- [Task directions]:
Revise the stretch from the line containing "Exercise. Point to every instance of the store" through the line containing "Exercise. Point to every instance of the shoulder" by changing every "thickest" to "widest", and give back only those lines with nothing else altered.

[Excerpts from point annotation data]
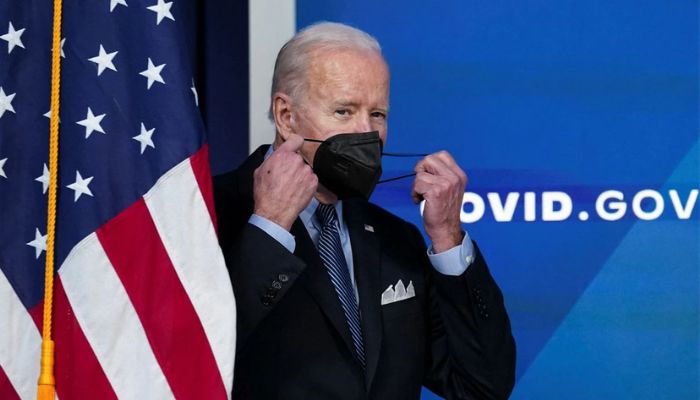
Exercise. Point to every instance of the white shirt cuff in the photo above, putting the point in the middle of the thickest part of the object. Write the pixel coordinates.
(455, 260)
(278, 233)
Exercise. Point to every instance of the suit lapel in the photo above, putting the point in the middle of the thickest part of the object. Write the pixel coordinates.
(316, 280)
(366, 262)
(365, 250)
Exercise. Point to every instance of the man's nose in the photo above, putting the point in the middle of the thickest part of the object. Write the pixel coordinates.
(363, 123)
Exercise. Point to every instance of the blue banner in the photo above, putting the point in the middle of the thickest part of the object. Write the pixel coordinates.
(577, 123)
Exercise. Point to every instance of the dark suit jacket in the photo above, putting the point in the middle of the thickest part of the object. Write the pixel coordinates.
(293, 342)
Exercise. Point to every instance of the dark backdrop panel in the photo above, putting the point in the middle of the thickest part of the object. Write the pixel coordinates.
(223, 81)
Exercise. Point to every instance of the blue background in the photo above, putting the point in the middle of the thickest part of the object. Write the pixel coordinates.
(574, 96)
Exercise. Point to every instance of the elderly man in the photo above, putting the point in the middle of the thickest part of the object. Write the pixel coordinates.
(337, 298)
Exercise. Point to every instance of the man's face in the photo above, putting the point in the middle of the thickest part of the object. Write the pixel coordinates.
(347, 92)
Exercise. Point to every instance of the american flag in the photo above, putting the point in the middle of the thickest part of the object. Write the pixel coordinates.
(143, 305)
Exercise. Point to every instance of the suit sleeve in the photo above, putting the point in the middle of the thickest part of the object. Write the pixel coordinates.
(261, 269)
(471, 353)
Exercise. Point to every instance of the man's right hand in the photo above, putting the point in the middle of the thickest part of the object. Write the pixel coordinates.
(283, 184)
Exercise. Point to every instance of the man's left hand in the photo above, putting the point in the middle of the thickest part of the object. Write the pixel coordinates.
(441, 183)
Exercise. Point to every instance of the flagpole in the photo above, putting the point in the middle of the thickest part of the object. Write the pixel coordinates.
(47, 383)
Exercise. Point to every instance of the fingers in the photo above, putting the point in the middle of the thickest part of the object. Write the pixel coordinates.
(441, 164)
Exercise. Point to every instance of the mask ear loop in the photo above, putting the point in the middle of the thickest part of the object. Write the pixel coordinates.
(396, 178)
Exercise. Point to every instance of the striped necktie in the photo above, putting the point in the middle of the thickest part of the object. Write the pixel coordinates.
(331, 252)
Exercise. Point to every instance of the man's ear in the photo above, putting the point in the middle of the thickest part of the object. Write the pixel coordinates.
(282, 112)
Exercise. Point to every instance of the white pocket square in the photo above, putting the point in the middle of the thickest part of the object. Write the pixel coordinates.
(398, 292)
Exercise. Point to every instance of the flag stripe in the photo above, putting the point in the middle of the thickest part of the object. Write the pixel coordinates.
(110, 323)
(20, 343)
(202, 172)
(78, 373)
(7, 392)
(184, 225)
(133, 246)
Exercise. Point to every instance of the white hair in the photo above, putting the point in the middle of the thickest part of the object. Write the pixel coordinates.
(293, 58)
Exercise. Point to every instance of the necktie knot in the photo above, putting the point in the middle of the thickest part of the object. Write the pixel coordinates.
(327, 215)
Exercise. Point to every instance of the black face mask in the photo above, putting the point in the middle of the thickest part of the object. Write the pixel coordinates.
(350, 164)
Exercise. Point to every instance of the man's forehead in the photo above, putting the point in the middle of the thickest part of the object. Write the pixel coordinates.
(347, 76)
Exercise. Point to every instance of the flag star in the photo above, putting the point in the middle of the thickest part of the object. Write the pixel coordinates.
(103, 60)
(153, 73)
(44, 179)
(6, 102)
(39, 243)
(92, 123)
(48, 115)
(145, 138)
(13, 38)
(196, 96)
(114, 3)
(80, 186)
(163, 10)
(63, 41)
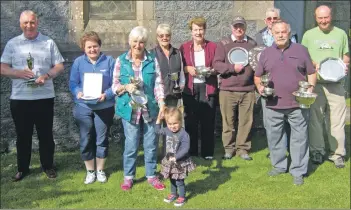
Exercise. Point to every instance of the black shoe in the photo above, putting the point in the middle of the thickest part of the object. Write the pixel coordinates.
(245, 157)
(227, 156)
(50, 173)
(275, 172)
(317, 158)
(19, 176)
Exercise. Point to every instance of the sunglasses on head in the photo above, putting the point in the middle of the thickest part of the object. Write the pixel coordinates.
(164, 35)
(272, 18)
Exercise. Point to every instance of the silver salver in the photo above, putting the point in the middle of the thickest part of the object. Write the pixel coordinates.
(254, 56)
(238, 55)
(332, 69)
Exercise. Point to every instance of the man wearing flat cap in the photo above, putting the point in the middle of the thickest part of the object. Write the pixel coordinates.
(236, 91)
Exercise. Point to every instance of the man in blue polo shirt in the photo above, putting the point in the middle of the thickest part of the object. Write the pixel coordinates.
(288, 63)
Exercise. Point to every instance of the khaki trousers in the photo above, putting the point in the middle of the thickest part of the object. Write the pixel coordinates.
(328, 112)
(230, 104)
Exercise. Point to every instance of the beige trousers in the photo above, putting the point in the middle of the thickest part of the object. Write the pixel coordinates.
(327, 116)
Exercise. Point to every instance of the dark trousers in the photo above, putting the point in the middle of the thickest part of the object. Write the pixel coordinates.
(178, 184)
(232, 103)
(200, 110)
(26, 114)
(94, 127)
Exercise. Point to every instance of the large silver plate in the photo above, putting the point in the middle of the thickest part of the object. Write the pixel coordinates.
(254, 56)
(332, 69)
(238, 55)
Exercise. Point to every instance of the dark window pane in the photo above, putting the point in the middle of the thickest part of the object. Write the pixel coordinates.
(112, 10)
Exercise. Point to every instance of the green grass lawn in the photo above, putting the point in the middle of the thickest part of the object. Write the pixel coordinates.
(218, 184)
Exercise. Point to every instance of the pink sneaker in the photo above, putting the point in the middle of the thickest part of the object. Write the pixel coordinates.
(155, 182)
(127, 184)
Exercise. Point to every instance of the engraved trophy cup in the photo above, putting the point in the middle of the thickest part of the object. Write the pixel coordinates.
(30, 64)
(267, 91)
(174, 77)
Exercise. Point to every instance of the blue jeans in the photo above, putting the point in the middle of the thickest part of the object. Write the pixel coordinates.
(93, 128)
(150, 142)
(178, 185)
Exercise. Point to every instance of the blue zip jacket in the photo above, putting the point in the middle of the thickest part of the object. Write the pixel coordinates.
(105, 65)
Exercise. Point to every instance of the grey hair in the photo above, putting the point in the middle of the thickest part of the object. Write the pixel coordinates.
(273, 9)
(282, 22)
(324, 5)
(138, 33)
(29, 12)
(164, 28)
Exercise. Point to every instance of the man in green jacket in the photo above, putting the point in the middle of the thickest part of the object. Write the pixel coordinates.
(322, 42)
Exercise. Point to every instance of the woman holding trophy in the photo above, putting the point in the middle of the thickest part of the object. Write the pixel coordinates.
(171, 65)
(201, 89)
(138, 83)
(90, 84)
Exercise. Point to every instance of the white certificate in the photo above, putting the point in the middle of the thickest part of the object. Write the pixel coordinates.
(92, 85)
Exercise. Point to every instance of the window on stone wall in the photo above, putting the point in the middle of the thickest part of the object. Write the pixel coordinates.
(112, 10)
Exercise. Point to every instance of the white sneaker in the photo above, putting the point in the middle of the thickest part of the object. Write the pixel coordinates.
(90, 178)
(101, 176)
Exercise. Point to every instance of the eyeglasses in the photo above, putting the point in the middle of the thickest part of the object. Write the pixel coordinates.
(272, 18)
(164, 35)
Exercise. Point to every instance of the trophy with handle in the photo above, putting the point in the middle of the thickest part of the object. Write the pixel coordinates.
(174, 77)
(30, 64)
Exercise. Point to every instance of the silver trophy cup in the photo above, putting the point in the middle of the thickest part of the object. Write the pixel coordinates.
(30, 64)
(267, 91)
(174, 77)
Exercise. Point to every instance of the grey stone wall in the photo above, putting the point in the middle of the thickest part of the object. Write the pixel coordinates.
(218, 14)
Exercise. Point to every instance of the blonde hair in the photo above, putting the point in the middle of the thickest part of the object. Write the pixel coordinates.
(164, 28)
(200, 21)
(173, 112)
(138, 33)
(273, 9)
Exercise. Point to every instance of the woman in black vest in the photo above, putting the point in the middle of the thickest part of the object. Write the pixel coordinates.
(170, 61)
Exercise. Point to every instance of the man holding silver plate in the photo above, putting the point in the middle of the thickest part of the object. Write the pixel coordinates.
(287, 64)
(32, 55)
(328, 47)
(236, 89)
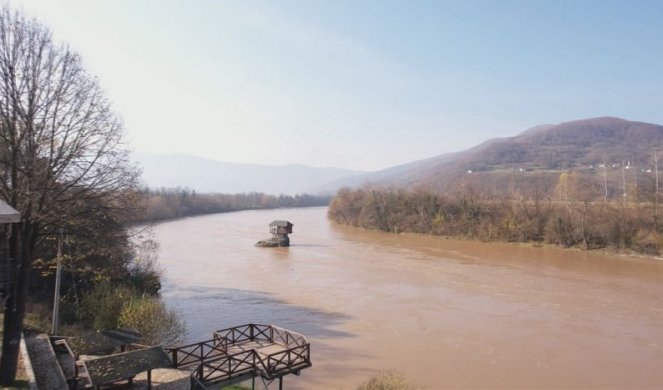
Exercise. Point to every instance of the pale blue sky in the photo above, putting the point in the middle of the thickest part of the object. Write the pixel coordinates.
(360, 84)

==

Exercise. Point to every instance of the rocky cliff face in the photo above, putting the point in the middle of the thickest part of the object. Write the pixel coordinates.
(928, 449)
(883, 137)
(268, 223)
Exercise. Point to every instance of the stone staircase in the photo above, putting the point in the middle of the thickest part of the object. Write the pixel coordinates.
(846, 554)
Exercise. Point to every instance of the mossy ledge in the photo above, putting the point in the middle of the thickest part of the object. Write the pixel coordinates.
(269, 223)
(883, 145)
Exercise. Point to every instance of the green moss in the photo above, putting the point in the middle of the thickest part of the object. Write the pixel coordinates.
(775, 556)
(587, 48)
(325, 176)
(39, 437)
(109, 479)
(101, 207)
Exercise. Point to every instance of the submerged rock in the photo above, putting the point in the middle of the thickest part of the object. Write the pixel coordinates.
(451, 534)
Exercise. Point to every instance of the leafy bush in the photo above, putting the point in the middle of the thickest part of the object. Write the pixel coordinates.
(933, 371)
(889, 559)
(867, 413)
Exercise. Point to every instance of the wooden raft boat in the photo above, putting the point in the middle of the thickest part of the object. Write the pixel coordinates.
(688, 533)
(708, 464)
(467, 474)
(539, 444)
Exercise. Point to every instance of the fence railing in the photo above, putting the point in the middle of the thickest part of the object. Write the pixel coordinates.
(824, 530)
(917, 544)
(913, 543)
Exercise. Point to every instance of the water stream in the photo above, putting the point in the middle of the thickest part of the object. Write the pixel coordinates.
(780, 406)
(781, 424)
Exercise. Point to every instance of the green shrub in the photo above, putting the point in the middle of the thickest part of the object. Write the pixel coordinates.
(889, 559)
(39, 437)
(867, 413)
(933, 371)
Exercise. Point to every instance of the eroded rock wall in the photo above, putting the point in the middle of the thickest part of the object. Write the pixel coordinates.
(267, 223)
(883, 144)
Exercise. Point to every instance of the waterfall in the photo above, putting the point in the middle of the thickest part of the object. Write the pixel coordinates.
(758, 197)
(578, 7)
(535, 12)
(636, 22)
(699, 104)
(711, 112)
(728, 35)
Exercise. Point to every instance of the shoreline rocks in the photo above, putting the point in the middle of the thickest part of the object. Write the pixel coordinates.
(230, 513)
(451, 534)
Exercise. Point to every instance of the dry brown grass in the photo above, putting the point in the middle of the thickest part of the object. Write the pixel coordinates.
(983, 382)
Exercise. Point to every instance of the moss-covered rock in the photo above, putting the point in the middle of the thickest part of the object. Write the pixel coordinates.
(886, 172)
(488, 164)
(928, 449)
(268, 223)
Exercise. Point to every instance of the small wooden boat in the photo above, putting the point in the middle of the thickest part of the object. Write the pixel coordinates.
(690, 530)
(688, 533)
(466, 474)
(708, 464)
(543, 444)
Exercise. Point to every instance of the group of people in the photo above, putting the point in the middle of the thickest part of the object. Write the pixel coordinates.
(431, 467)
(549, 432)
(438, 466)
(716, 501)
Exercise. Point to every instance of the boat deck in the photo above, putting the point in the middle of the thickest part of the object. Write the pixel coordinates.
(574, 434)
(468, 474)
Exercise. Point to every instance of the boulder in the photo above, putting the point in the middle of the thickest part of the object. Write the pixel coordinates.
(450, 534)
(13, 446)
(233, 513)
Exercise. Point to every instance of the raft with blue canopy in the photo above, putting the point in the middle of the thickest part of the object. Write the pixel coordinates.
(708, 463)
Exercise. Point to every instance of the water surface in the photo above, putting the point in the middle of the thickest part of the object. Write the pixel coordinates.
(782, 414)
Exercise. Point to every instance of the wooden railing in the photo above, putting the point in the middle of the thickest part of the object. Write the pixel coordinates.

* * *

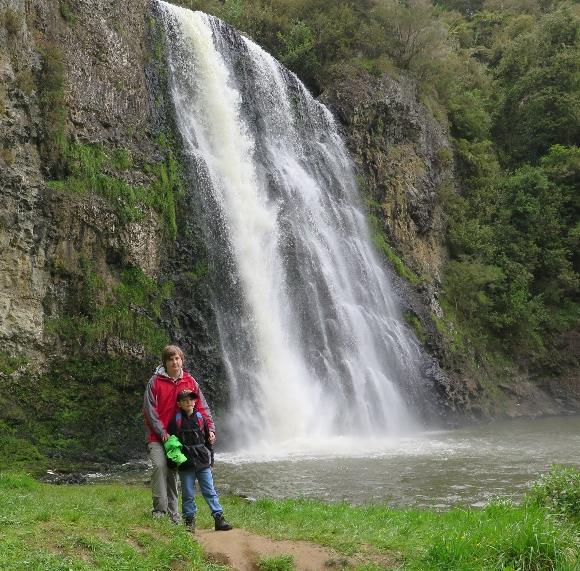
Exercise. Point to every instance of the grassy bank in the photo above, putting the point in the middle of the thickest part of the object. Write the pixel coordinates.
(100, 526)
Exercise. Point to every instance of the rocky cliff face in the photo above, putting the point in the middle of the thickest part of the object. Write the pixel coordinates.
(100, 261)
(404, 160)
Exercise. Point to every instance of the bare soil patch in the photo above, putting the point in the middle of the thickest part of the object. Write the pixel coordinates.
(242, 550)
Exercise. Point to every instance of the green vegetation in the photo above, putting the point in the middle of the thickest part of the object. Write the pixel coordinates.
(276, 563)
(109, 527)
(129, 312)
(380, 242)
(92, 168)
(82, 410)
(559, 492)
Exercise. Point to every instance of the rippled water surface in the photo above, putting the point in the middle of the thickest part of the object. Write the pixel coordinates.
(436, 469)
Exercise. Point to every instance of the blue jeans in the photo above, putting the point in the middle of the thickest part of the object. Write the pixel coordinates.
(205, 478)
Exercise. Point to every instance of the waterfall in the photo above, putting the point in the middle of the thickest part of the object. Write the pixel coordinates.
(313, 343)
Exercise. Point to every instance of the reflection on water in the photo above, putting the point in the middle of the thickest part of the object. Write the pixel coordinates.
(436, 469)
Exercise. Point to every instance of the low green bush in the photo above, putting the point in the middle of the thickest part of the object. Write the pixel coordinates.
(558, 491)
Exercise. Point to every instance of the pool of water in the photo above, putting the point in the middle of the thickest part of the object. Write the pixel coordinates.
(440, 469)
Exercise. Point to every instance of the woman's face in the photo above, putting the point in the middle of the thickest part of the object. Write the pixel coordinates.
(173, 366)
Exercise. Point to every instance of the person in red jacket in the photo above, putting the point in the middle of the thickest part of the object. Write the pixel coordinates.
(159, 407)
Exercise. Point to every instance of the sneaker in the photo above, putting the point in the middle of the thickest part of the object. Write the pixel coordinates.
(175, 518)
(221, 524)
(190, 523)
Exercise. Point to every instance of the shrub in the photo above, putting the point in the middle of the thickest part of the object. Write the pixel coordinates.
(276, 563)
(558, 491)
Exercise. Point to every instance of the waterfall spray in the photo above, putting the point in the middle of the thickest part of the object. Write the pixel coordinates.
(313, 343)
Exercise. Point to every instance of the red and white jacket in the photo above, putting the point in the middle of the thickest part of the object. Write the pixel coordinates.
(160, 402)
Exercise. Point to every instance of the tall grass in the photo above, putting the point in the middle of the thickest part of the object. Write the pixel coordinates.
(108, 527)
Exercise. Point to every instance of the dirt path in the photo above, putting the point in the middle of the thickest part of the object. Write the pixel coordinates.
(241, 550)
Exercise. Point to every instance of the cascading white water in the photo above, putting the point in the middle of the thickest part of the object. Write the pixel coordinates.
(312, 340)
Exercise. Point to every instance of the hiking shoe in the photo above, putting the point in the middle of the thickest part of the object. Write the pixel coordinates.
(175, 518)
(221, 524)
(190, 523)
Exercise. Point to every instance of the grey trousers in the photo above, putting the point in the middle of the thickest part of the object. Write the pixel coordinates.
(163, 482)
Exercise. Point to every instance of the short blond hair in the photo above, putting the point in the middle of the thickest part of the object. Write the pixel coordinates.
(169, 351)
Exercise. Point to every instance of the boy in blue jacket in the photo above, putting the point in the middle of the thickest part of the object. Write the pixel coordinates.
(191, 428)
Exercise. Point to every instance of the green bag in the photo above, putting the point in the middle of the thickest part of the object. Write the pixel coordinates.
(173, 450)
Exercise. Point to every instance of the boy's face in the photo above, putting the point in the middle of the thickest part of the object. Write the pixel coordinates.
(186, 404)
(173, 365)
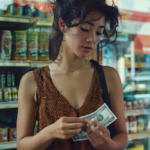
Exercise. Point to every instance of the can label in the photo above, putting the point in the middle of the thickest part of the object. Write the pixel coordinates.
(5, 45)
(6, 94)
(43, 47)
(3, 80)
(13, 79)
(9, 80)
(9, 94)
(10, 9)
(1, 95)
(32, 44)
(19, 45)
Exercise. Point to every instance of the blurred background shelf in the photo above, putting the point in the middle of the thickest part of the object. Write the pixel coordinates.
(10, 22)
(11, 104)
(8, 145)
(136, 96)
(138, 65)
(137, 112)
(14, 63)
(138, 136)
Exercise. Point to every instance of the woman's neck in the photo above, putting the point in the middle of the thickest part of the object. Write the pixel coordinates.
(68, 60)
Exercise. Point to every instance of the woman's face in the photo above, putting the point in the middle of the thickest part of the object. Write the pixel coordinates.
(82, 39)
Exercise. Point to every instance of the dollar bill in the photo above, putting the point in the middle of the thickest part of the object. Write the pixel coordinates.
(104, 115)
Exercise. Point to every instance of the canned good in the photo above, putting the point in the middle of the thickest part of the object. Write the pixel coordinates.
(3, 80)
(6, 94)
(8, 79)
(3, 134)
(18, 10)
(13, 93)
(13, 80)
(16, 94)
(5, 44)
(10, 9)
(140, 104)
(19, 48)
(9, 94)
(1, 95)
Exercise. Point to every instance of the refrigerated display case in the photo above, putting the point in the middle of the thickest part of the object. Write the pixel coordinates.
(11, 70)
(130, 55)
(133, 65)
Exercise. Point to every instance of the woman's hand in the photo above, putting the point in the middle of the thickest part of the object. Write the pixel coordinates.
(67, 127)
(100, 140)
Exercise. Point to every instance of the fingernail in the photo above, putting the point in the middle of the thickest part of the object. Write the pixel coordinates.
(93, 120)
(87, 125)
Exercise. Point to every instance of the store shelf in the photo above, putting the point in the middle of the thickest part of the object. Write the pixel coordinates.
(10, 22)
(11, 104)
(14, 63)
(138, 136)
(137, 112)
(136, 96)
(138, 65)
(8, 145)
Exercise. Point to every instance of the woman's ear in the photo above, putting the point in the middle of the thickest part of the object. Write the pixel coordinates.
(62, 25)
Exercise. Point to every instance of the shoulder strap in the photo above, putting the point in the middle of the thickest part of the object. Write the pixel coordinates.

- [Solution to the problem]:
Exercise. Point to every instance of the store shelf in the photo above, putting the point in the middle of the widest part of the object. Write the pixel coordinates.
(10, 22)
(11, 104)
(14, 63)
(138, 136)
(137, 112)
(136, 96)
(138, 65)
(8, 145)
Exercise. Point to every instance of the woman's ear in the photo above, putting the point in the middle of the widest part of the object. Write the pixel coordinates.
(62, 25)
Exercise. Point to every instance of the shoulder strap in the photo above, putting the point in the middle of the widest part of the object. Write the pixel coordinates.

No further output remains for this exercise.